◆ Exercise prompt ◆
Look for the line containing "Target: cluster of purple flowers" in the entries below, then print that line and all that follow it exactly.

(Items from a dataset)
[Start of Attachment]

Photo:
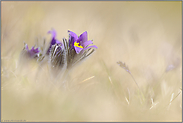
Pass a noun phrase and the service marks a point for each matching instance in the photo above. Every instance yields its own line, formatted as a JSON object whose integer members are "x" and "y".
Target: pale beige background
{"x": 144, "y": 35}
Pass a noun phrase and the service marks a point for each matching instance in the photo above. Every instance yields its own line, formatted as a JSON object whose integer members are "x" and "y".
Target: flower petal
{"x": 78, "y": 49}
{"x": 72, "y": 38}
{"x": 82, "y": 38}
{"x": 85, "y": 44}
{"x": 94, "y": 46}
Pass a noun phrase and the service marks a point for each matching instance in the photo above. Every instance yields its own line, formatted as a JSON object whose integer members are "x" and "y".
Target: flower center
{"x": 77, "y": 45}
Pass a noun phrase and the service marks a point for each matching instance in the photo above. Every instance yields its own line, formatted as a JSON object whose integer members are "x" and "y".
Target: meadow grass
{"x": 146, "y": 86}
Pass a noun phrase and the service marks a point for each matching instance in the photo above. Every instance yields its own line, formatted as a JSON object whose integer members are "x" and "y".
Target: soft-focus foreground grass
{"x": 144, "y": 35}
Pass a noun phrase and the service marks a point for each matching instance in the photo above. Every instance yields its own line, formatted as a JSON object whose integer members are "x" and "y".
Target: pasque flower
{"x": 79, "y": 43}
{"x": 63, "y": 55}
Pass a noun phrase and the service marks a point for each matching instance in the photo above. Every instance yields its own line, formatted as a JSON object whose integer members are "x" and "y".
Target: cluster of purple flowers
{"x": 65, "y": 53}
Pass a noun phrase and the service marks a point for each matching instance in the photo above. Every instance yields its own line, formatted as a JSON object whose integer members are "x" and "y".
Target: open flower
{"x": 53, "y": 41}
{"x": 32, "y": 52}
{"x": 80, "y": 43}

[End of Attachment]

◆ Response area ◆
Target: cluster of purple flowers
{"x": 65, "y": 53}
Pass a noun phrase and the service marks a point for each matching instance in the photo above. Every instance yields its own line, formatted as a JSON object whose integer members are "x" and "y".
Target: open flower
{"x": 53, "y": 41}
{"x": 32, "y": 52}
{"x": 80, "y": 43}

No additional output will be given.